The cover of Sue Tabashnik's book
The Fans' Love Story: Encore


The book's Chapter Six is Sue Tabashnik's interview with Maurice Williams, who created the song "Stay".

Here is the interview's opening exchange:
How did your song "Stay" get up in the movie? How did you gen involved with Dirty Dancing?

The writer Eleanor Bergstein, fought to get it in there.

She fought to get "Stay" in the movie?

Yes, and thought it was fitting for the movie.
I speculate that Williams was misinformed about Bergstein's intentions. In Bergstein's July 1986 script, the soundtrack for that scene was supposed to be "The Duke of Earl", performed by Gene Chandler.

In Scene 35 of the July 1986 script,
the soundtrack played "The Duke of Earl" 

We do not know why "The Duke of Earl" was replaced by "Stay" in the final movie.

Maybe after the decision was made not to use "The Duke of Earl", Bergstein then fought to get "Stay" into the movie as her second choice.

Williams says in the interview that he and Bergstein met at a ceremony for the platinum album of the movie's soundtrack. So, they met in about 1994, more than six years after the movie was released. On that occasion ....
... she came down, and we talked. We talked forever. She's a nice lady, and she told me all these things ...
Of course, she did not tell him that "Stay" was not her first song choice for that scene.


The book's Chapter Seven is Tabashnik's interview with Jackie Horner, a professional dance instructor whom Bergstein interviewed while she was developing her screenplay. Horner is said to be the model for the movie's character Penny Johnson.

I have written about Tabashnik's interview of Horner already in a previous blog article titled Penny Johnson was based on Jackie Horner, which I published on May 30, 2017. When I read the interview again now, I notice three aspects that are new to me.


The first new aspect is that Horner mentions that four other "Catskill movies" -- aside from Dirty Dancing -- have been made.

* The 1999 movie A Walk on the Moon. I have seen and enjoyed this movie a couple of times, and I have intended for a long time to write an article about it for this blog.

* The 1987 movie Sweet Lorraine. I was not aware of this movie until Horner mentioned it.

Given information –
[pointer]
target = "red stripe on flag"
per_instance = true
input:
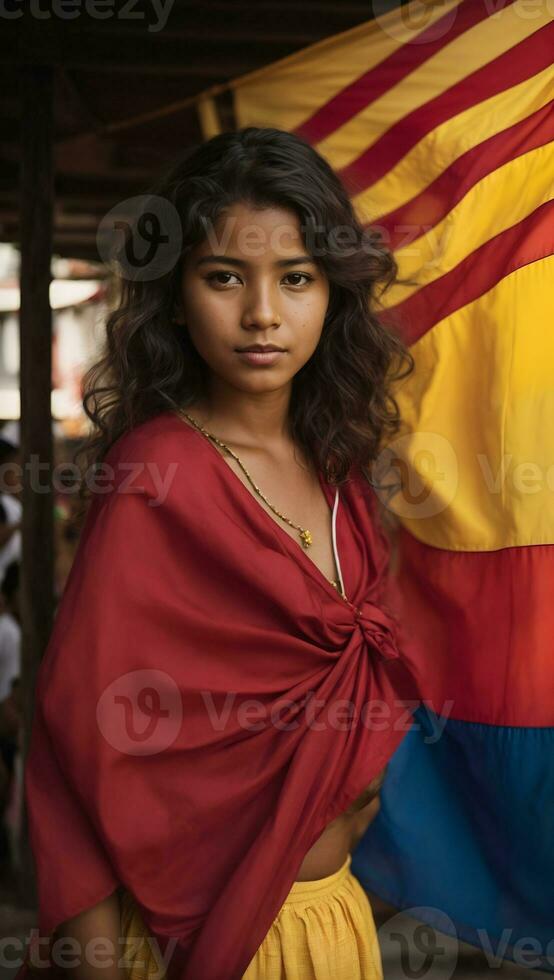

Parts of the exercise –
**1.** In the blog text about Sue Tabashnik's book, which song was the soundtrack for Scene 35 in Bergstein's July 1986 script?
**2.** Write the next part of the blog text about Sue Tabashnik's book, starting after its final sentence.

Responses by task –
**1.** "The Duke of Earl," performed by Gene Chandler.

**2.**
* Horner does not name the other two movies, but I think the third must be the 1974 movie The Apprenticeship of Duddy Kravitz, about which I wrote an article for this blog in December 2017.

* I have no idea what the fourth movie was in Horner's mind.


Another aspect in the interview of Horner that was new to me was that because the resorts' largely Jewish clientele observed Sabbath on Friday night and on Saturday, there was little activity during that periods of the week. Therefore, the non-observant employees scheduled Friday nights for their own parties.

In particular, the non-observant employees celebrated a so-called "champagne hour" every Friday evening.
We had a champagne hour that went on at approximately 9:30. All the [dance] teachers -- whether there were six in the winter or ten in the summer -- would open with a number, all together -- a big number with all of us. Then we did individual numbers, and then we had a middle number.

What we did is, each one of the dancers -- let's say  here were five males and five females -- each took one from the audience. I took a man, and another dance teacher -- the male -- wold take a woman, and each one wold do a different dance. And then those dances at the end were graded by three judges on the stage.
Horner goes on to explain that the judges of these dance contests were recruited from among the hotel's celebrity guests -- for example, Cliff Robertson, Jayne Mansfield, Shelley Winters and Lucille Ball.

In the movie Dirty Dancing, this Friday consideration might be relevant in a couple of scenes.
* On the evening of Friday, August 23, only a few guests (including Baby and her parents) are dancing in the gazebo.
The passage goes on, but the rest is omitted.